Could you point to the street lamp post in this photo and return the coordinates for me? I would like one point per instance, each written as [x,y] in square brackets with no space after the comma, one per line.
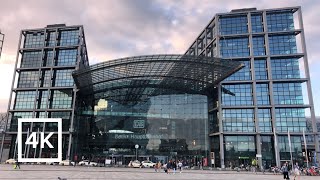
[136,146]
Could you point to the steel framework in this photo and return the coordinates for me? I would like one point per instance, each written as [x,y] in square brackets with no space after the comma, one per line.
[136,78]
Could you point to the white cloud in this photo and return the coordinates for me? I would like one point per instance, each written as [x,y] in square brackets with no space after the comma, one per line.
[119,28]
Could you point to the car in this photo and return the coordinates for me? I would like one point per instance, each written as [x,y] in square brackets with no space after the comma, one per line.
[148,164]
[134,163]
[51,163]
[86,163]
[10,161]
[67,163]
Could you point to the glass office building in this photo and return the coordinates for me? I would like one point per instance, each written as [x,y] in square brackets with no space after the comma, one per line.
[43,86]
[267,96]
[1,42]
[235,94]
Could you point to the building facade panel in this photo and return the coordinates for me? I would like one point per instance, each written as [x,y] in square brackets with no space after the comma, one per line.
[273,82]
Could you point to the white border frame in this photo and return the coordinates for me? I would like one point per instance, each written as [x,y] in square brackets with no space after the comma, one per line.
[57,120]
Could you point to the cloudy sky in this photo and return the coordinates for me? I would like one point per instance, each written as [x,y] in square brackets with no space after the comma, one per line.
[119,28]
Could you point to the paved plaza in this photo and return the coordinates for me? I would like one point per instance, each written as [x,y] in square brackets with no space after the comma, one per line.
[91,173]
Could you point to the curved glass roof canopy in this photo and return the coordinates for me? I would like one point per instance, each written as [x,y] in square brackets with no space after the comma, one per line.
[137,78]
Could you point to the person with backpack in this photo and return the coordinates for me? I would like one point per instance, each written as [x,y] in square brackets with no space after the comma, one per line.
[285,171]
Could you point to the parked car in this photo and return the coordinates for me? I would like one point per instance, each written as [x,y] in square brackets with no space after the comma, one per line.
[10,161]
[66,163]
[52,163]
[134,163]
[86,163]
[148,164]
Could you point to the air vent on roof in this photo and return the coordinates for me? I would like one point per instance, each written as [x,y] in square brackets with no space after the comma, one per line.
[56,25]
[244,10]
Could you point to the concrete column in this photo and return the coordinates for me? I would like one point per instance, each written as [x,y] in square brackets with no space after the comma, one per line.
[273,114]
[254,94]
[310,98]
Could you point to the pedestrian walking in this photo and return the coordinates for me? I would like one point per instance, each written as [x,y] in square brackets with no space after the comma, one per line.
[16,165]
[180,166]
[285,171]
[174,167]
[296,171]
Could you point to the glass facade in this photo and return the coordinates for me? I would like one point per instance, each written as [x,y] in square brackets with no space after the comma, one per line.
[164,127]
[44,86]
[267,93]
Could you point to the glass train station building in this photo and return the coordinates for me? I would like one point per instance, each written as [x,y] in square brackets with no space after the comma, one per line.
[234,94]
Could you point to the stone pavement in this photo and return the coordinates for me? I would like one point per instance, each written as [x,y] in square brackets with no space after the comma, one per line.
[91,173]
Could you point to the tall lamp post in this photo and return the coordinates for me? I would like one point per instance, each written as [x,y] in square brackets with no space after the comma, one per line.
[136,146]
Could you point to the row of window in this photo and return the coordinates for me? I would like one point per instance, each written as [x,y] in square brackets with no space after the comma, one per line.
[242,95]
[239,25]
[63,38]
[239,47]
[280,68]
[32,79]
[287,119]
[63,57]
[54,99]
[66,117]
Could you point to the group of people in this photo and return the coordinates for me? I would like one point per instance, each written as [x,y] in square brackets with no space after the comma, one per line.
[285,171]
[172,166]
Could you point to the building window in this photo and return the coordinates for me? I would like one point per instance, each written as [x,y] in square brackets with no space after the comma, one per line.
[296,148]
[233,25]
[61,99]
[262,92]
[236,47]
[48,58]
[291,119]
[69,38]
[237,95]
[258,46]
[64,77]
[256,23]
[67,57]
[238,120]
[285,68]
[51,39]
[34,40]
[14,120]
[280,21]
[25,99]
[42,99]
[287,93]
[260,67]
[31,59]
[66,118]
[284,44]
[243,74]
[264,117]
[239,150]
[45,80]
[28,79]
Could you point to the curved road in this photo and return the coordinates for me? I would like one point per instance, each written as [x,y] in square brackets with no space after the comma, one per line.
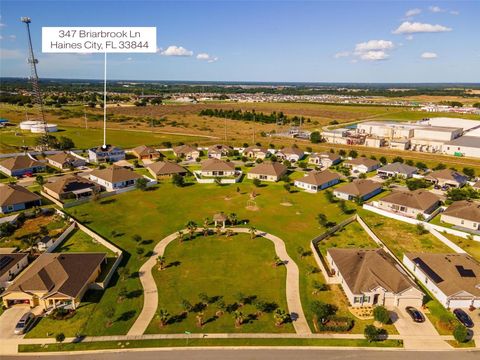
[150,300]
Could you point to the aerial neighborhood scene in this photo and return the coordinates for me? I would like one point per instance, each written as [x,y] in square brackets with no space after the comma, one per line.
[175,184]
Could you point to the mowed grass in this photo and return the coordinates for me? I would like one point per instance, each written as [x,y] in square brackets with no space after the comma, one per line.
[220,267]
[401,237]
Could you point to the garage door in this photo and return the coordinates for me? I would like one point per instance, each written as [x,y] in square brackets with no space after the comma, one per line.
[404,302]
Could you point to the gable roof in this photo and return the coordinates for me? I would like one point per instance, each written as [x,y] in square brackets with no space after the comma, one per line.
[359,187]
[417,199]
[452,273]
[68,183]
[398,167]
[20,162]
[143,150]
[270,169]
[15,194]
[447,174]
[464,209]
[319,177]
[217,165]
[115,174]
[364,270]
[362,161]
[52,273]
[166,168]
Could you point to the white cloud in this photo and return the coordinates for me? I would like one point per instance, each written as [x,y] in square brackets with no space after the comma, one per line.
[413,12]
[341,54]
[408,27]
[207,57]
[436,9]
[429,55]
[374,45]
[10,54]
[174,50]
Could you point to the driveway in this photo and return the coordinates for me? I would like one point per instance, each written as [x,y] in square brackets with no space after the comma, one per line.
[419,335]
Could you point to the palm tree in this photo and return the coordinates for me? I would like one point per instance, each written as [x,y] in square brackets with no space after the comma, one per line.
[199,317]
[253,232]
[161,262]
[238,315]
[163,317]
[192,227]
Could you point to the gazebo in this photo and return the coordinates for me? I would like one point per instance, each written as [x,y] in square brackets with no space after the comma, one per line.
[220,218]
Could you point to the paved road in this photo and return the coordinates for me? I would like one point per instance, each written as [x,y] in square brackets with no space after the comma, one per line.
[263,354]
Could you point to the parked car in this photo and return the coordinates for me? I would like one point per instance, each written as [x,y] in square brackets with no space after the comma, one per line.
[24,323]
[463,317]
[416,315]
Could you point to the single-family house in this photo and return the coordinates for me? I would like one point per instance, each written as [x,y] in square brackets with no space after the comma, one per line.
[218,151]
[165,168]
[361,165]
[144,152]
[454,279]
[186,151]
[71,187]
[268,171]
[410,203]
[65,160]
[371,277]
[214,167]
[16,198]
[397,169]
[359,189]
[255,152]
[55,279]
[114,177]
[107,153]
[447,177]
[464,214]
[21,165]
[324,159]
[291,154]
[10,266]
[317,180]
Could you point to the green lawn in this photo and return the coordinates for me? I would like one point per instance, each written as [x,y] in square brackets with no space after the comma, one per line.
[86,138]
[220,267]
[207,342]
[401,237]
[351,236]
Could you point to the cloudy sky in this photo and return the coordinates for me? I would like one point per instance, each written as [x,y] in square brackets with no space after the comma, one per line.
[317,41]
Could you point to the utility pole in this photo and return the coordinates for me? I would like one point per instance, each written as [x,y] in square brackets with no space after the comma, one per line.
[34,79]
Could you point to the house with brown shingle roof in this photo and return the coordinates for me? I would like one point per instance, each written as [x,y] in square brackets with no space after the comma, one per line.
[21,165]
[65,160]
[144,152]
[410,203]
[186,151]
[114,177]
[55,279]
[464,214]
[361,189]
[217,168]
[361,165]
[372,277]
[454,279]
[16,198]
[70,187]
[447,177]
[165,168]
[315,181]
[291,154]
[324,159]
[268,171]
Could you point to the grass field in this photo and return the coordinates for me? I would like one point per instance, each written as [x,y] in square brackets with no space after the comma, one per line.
[220,267]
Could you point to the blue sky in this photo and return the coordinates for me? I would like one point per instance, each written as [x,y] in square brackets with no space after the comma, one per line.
[313,41]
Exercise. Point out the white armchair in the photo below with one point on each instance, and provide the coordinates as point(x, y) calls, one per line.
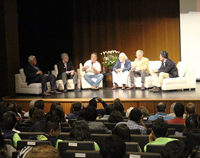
point(84, 83)
point(70, 83)
point(21, 85)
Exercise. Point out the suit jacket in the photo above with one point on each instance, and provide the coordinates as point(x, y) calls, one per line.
point(61, 68)
point(170, 68)
point(143, 64)
point(30, 72)
point(127, 65)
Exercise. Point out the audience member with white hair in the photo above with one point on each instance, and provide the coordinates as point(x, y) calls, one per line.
point(35, 75)
point(121, 71)
point(66, 71)
point(140, 69)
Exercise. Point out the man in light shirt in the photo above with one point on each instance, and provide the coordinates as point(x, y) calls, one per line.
point(92, 69)
point(140, 69)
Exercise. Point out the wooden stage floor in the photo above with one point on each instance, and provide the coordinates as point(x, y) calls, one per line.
point(129, 98)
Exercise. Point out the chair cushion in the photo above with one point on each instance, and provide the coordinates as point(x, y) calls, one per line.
point(182, 68)
point(23, 76)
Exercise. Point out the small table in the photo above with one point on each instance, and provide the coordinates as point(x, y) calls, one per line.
point(107, 82)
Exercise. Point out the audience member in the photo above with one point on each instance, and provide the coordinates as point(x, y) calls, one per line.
point(173, 149)
point(135, 121)
point(119, 106)
point(38, 118)
point(172, 110)
point(113, 147)
point(31, 105)
point(190, 124)
point(44, 151)
point(108, 111)
point(190, 109)
point(123, 132)
point(90, 116)
point(7, 123)
point(52, 128)
point(75, 108)
point(179, 111)
point(192, 140)
point(158, 134)
point(80, 132)
point(115, 117)
point(5, 149)
point(161, 112)
point(39, 104)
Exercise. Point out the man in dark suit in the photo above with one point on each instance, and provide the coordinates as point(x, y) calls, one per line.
point(168, 69)
point(66, 71)
point(121, 71)
point(35, 75)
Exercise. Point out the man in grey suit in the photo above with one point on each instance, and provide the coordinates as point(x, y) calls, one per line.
point(168, 69)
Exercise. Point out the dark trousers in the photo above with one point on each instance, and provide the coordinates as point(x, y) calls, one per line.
point(43, 79)
point(141, 74)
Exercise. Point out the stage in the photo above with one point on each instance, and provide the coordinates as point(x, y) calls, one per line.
point(129, 98)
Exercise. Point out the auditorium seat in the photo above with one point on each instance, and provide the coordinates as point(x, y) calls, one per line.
point(84, 83)
point(75, 145)
point(141, 139)
point(99, 138)
point(23, 143)
point(154, 148)
point(81, 154)
point(178, 127)
point(180, 138)
point(142, 155)
point(132, 147)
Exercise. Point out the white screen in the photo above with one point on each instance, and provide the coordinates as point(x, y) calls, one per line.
point(190, 33)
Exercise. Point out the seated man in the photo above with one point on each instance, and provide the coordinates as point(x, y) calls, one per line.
point(179, 111)
point(140, 69)
point(158, 135)
point(161, 108)
point(168, 69)
point(35, 75)
point(52, 129)
point(92, 69)
point(135, 121)
point(121, 71)
point(66, 71)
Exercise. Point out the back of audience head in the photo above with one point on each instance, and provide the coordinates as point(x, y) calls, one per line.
point(159, 128)
point(109, 108)
point(54, 105)
point(135, 115)
point(190, 108)
point(60, 113)
point(37, 115)
point(91, 113)
point(52, 126)
point(144, 111)
point(119, 106)
point(161, 107)
point(80, 131)
point(8, 120)
point(93, 102)
point(192, 140)
point(76, 106)
point(123, 132)
point(190, 124)
point(115, 117)
point(173, 149)
point(44, 151)
point(39, 104)
point(113, 147)
point(179, 109)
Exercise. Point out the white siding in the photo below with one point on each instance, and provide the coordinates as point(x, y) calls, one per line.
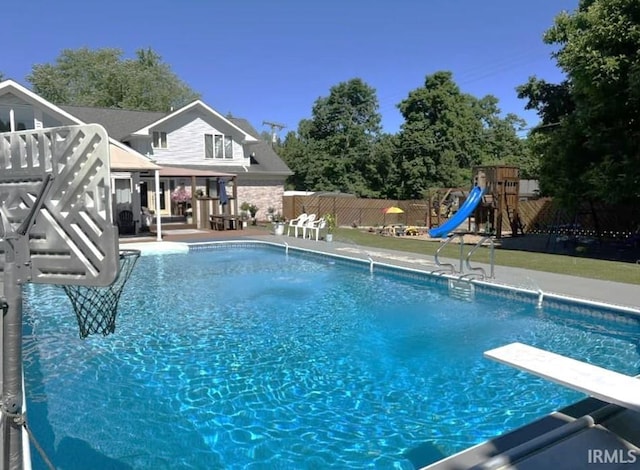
point(185, 142)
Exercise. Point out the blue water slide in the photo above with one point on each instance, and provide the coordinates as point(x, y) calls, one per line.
point(470, 204)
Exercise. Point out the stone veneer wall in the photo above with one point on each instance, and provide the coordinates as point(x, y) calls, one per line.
point(263, 194)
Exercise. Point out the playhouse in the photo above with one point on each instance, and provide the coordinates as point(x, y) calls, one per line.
point(498, 210)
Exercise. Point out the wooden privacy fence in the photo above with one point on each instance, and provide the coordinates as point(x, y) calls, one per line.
point(357, 212)
point(536, 216)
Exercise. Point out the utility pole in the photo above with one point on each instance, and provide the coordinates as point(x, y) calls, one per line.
point(275, 128)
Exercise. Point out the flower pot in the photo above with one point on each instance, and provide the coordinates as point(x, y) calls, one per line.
point(278, 228)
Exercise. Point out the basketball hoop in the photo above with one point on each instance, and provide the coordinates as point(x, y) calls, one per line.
point(96, 307)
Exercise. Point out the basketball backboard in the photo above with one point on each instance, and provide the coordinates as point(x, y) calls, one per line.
point(72, 239)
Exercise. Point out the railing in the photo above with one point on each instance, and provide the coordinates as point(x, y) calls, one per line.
point(479, 269)
point(475, 271)
point(449, 265)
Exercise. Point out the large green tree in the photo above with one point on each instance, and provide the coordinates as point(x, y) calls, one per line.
point(445, 132)
point(589, 139)
point(334, 149)
point(102, 78)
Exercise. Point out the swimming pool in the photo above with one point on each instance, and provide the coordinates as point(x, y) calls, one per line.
point(245, 357)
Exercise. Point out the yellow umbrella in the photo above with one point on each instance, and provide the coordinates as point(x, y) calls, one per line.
point(390, 210)
point(393, 210)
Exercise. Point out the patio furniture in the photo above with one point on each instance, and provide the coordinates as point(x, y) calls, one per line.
point(126, 224)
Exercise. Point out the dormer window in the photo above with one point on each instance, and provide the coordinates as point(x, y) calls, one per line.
point(16, 118)
point(159, 140)
point(218, 146)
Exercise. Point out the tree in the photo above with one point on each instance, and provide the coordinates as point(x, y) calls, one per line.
point(334, 150)
point(445, 132)
point(102, 78)
point(590, 139)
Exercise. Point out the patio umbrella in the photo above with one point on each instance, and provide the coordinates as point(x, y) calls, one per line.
point(391, 210)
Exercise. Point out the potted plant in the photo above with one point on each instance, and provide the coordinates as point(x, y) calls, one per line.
point(252, 209)
point(330, 220)
point(278, 223)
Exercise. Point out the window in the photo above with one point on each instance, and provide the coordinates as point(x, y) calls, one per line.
point(218, 146)
point(208, 146)
point(22, 116)
point(159, 140)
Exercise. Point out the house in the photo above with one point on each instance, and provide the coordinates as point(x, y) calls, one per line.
point(21, 109)
point(161, 160)
point(196, 147)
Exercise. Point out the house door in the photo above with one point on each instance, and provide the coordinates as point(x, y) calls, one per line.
point(144, 196)
point(123, 194)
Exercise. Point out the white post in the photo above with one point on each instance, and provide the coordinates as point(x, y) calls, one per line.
point(158, 216)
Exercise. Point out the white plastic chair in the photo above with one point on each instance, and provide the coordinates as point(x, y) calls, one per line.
point(297, 223)
point(315, 227)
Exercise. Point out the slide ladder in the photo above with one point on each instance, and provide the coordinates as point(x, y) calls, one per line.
point(473, 271)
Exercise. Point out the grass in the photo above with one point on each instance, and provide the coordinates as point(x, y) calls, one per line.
point(580, 266)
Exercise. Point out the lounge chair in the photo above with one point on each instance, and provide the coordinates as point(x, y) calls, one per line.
point(296, 223)
point(315, 227)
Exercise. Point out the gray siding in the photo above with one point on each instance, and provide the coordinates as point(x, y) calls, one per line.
point(185, 142)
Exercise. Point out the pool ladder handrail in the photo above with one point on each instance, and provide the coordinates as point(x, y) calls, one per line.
point(451, 267)
point(478, 270)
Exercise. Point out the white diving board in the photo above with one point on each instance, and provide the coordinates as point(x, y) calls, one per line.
point(600, 383)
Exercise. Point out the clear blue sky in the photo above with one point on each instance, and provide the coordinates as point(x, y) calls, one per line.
point(270, 60)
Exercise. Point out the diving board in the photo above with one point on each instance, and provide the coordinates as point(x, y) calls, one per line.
point(600, 383)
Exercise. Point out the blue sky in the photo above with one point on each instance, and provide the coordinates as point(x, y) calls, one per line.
point(270, 60)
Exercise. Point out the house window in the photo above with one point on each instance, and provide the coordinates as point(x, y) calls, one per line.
point(218, 146)
point(159, 140)
point(16, 118)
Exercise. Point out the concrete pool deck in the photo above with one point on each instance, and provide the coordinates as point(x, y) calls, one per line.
point(588, 434)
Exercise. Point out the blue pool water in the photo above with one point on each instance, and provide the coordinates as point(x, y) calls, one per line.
point(249, 358)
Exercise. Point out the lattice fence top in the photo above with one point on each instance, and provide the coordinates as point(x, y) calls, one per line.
point(73, 239)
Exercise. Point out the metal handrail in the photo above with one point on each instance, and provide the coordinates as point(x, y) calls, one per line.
point(491, 257)
point(449, 240)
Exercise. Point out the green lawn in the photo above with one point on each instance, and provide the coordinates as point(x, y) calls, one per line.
point(561, 264)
+++
→ TO DO:
Copy the records above from the line with "Exercise. Point out the lounge" up to and including the line with "point(449, 240)", renaming "diving board" to "springboard" wherever it occurs and leaving everything else unchanged.

→ THE RESPONSE:
Exercise. Point out the lounge chair in the photo above with one point on each instance, and provide the coordinates as point(x, y) calls, one per line.
point(296, 223)
point(315, 227)
Exercise. Point out the gray siding in the photo above with one point on each instance, and provide the coordinates as point(x, y) calls, one per line.
point(185, 142)
Exercise. Point out the pool ladder handrail in the photo above with one point on each instance, and provide the coordinates as point(x, y) calls, one per line.
point(451, 267)
point(478, 270)
Exercise. Point out the white springboard in the photo above with one point on each instance, and provide the coordinates as point(x, y) calls, one per line.
point(600, 383)
Exercise. Point out the clear blue sky in the photo above with one point on each instance, and provide the coordinates as point(x, y) calls, one per line.
point(270, 60)
Exercise. Point out the springboard in the photo above with one point on each instance, and provide the coordinates as point(x, y) calls, one per line.
point(600, 383)
Exercise. Point out the blue sky in the photo above with one point on each instance, and provide the coordinates as point(x, y) calls, one per line.
point(270, 60)
Exercise. Point out the house window in the photo above with one point on each instance, and provide the coordinates as point(x, y) calls, one per line.
point(218, 146)
point(159, 140)
point(16, 118)
Exercise. Point out the concrete pool deck in the photo above with one point on each instance, and provide the coordinates as point(x, y) calls, one per line.
point(588, 434)
Exercise. Point out the blue pool water in the photo above with one point on each instance, and provide the coordinates as point(x, y) calls, one per line.
point(249, 358)
Exercise. Point out the lattice fence top in the photo above with one point on each instance, and provide the coordinates as point(x, y) calls, one per line.
point(73, 239)
Exercise. Point out the metal handrail in the photo above with one point on each instance, and provide the coordinates as point(x, y) calls, one per line.
point(491, 257)
point(449, 240)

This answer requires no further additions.